▸ Arbeitsauftrag 1
Schreib aus dem Text über Flüchtlinge in Jordanien genau die Stelle ab, die mit „Springer: Jordanien ist“ beginnt und mit „ein wasserarmes Land.“ endet.
▸ Arbeitsauftrag 2
Setze den Text über die Flüchtlingslage in Jordanien nach seinem letzten Satz fort.

▸ Vorliegender Text
· · · · ·

Springer: Jordanien ist das Land mit der höchsten Flüchtlingsrate weltweit. Mittlerweile leben hier eine Million Flüchtlinge aus dem Irak und ca. 35.000 Verletzte aus dem Bürgerkrieg in Libyen. Jetzt sind noch über 100.000 syrische Flüchtlinge hinzugekommen. Das Land hat eine enorme Belastung zu tragen. Außerdem ist Jordanien ein wasserarmes Land.

Es ist Sommer und die Temperaturen steigen hier bis zu 45 Grad. Hier gibt es internationale Hilfe, doch sie ist auf die Anzahl der Flüchtlinge gerechnet zu gering. Es müssen sofort die Schleusen der Humanität geöffnet werden. Das dreimonatige Warten auf ein Visum ist einem Verletzten aus Homs doch nicht ernsthaft zuzumuten.

· · · · ·

▸ Ausgangsmaterial
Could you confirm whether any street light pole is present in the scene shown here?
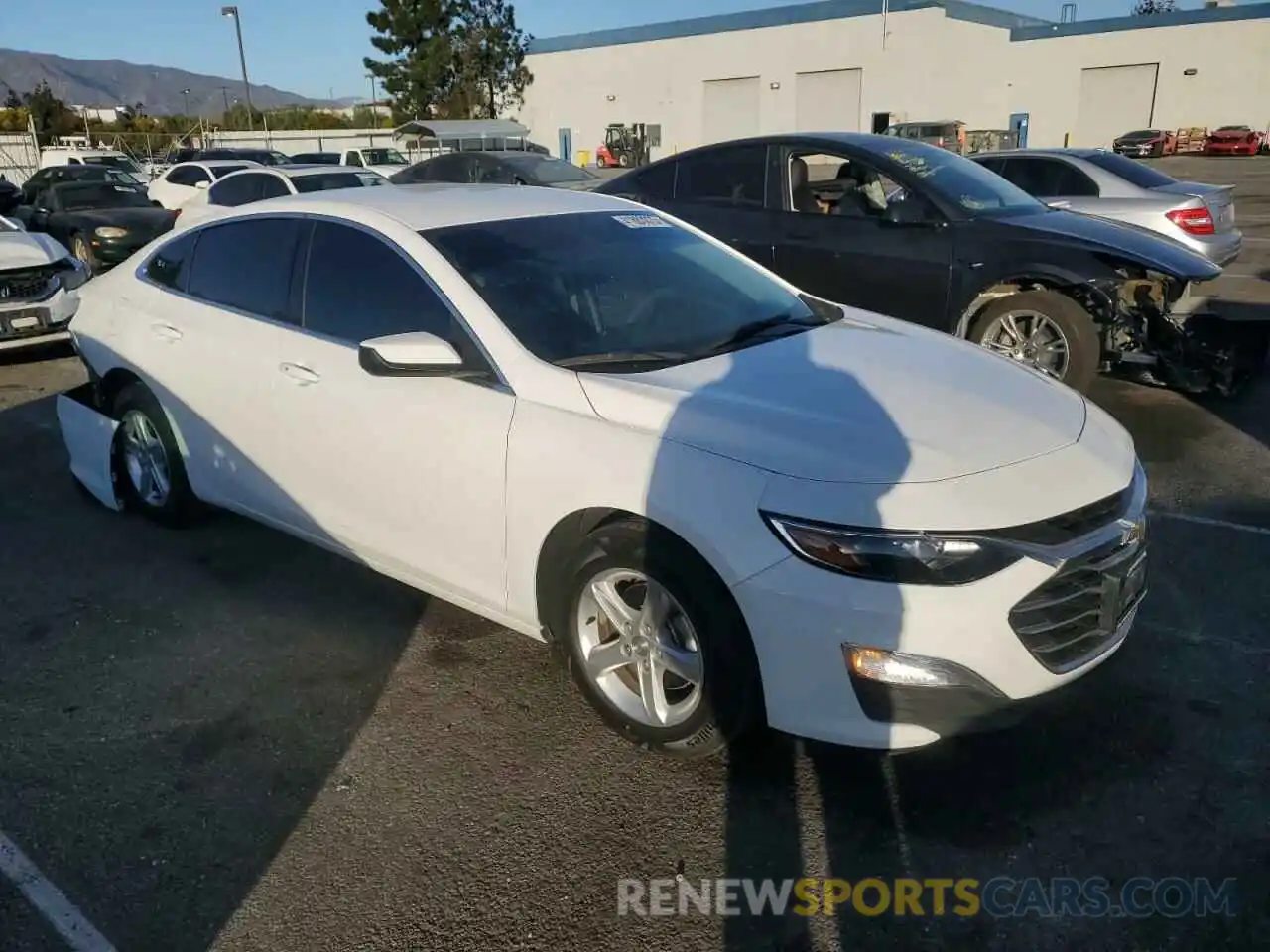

· · · · ·

▸ Erwartete Ausgabe 1
Springer: Jordanien ist das Land mit der höchsten Flüchtlingsrate weltweit. Mittlerweile leben hier eine Million Flüchtlinge aus dem Irak und ca. 35.000 Verletzte aus dem Bürgerkrieg in Libyen. Jetzt sind noch über 100.000 syrische Flüchtlinge hinzugekommen. Das Land hat eine enorme Belastung zu tragen. Außerdem ist Jordanien ein wasserarmes Land.

▸ Erwartete Ausgabe 2
Die Flüchtlinge brauchen dringend Hilfe und wir stehen alle in der Verantwortung, etwas zu tun und dürfen die Last nicht allein den Nachbarländern überlassen und dadurch die gesamte Region noch weiter destabilisieren. Unser Leitfaden ist die Genfer Konvention: sofortige Hilfe ohne Ansehen der Herkunft, Religion und Hautfarbe. Das ist ein Gebot der Menschlichkeit.